**TASK TO CARRY OUT**. From the post about passing the psychology exam, list every health problem the writer names as a result of the exam stress.

SELECTED EXTRACT Block Start

Arrived

Yesterday I passed the exam for Professional Practice in Psychology. My last hurdle in becoming a registered psychologist.

The exam preparation was by far the absolute hardest thing I have ever done by choice, and I seriously grappled with walking away from it many times.

It cost me a lot. Not only financially, although that too. But in other significant ways, it pushed me to my edge mentally, the stress manifested physically, and I had everything from chronic headaches, to stomach upset, to insomnia, to depression. I spent the last 4 months consumed in this process. While 4 months really isn't that long when I was in it, I actually didn't know when I'd be done. How much studying would be enough, if I'd pass or have to write it again, I had no idea when I'd be 'ready.' Even walking in yesterday, I had no idea if I'd done enough; I just knew I'd had enough.

It's been a lot. I went into my Master's program still deep in grief for the loss of my fiancé and the life I thought I would have. I had just moved to Fort McMurray a few months before the application deadline. I applied, not very invested in the outcome. I remembered I didn't even reread my application. Then I was accepted. Graduate school started, and I didn't have the books yet. Not a great start because there were assignments on day one. I was behind. I was still deep in pain and sadness, but I eventually got into the school rhythm. School forced me to use the left side of my brain, logic, reason, reading and where our positive emotions emerge. I believe that process helped balance me out. After Rene's death, I was all emotion. I couldn't access much logic or reason, I was impulse and feelings. I think school helped bring parts of my mind back online.

I efforted through grad school, and then there was actually starting the new career as a therapist. That part I loved. Nervous at the start but also felt at ease. Still, it came with supervision and supervision hours and then there was the board ethics exam, there is a ton of paperwork and applications to complete, and then, if you make it through all that, you can take the EPPP.

SELECTED EXTRACT Block End
DATA PROVIDED Block Start

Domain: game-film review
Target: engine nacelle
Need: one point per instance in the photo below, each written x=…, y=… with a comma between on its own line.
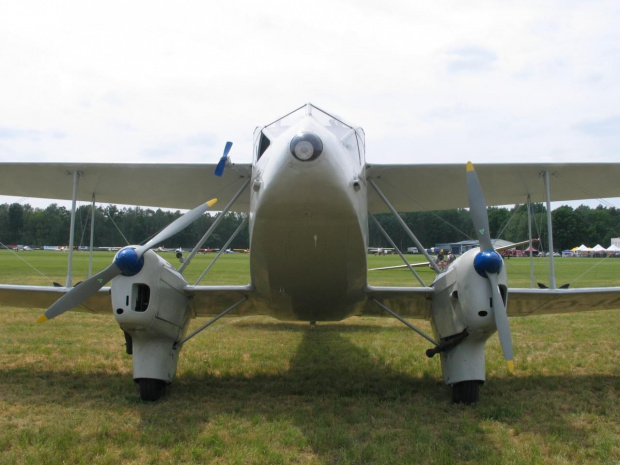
x=464, y=302
x=153, y=309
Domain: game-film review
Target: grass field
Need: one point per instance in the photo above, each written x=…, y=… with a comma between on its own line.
x=260, y=391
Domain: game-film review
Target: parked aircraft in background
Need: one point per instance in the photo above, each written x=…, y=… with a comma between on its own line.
x=309, y=193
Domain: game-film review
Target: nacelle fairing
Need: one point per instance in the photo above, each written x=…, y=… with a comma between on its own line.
x=151, y=300
x=463, y=302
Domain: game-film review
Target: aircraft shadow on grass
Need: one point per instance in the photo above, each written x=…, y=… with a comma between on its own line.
x=334, y=392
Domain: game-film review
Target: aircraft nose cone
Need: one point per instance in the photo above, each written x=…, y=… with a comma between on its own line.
x=306, y=146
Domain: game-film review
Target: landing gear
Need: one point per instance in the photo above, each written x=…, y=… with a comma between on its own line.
x=466, y=392
x=151, y=389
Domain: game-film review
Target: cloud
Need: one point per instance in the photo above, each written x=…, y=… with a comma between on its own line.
x=470, y=59
x=33, y=135
x=604, y=127
x=193, y=144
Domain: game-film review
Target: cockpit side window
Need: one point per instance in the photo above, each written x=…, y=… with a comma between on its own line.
x=263, y=144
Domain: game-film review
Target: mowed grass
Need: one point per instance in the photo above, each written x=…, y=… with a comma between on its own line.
x=256, y=390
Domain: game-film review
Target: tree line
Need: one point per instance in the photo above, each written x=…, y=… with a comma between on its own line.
x=22, y=224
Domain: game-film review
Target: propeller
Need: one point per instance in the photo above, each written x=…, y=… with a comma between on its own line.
x=128, y=262
x=488, y=263
x=219, y=169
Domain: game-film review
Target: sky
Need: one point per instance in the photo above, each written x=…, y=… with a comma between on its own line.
x=430, y=82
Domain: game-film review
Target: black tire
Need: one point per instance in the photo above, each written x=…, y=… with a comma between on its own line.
x=151, y=390
x=466, y=392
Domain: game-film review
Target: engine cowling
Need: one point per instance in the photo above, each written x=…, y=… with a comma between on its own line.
x=463, y=301
x=152, y=307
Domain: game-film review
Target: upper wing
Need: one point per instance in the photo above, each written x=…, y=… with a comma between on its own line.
x=162, y=185
x=442, y=187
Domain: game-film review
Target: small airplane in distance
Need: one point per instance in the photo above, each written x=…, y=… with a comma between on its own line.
x=380, y=250
x=310, y=195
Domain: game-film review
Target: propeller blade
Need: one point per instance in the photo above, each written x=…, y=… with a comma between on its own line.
x=80, y=293
x=176, y=226
x=478, y=208
x=127, y=262
x=501, y=321
x=219, y=169
x=488, y=262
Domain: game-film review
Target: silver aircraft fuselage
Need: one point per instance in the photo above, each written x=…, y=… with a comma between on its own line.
x=308, y=217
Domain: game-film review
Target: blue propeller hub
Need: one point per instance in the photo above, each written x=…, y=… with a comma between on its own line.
x=488, y=261
x=127, y=261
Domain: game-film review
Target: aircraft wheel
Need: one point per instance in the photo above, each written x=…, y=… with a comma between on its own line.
x=466, y=392
x=151, y=389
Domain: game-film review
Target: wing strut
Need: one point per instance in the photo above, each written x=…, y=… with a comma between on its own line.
x=76, y=177
x=406, y=323
x=550, y=231
x=387, y=236
x=405, y=227
x=209, y=323
x=217, y=221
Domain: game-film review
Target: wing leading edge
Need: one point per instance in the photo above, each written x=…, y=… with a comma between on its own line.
x=440, y=187
x=158, y=185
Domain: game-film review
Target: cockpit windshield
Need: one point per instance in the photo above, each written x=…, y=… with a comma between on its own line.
x=348, y=134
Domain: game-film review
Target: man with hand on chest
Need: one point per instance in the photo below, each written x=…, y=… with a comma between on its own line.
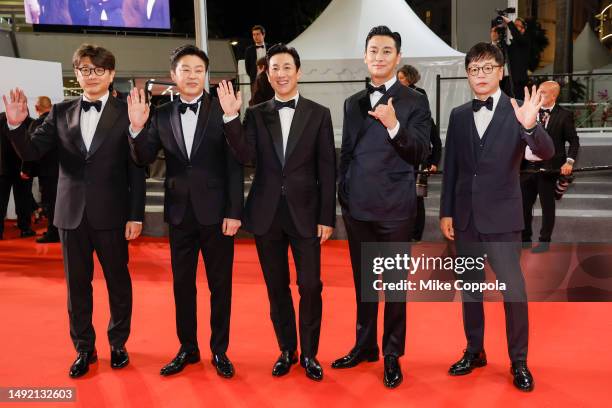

DATA PROVIDED Block End

**SOLUTION**. Chronic headaches, stomach upset, insomnia, depression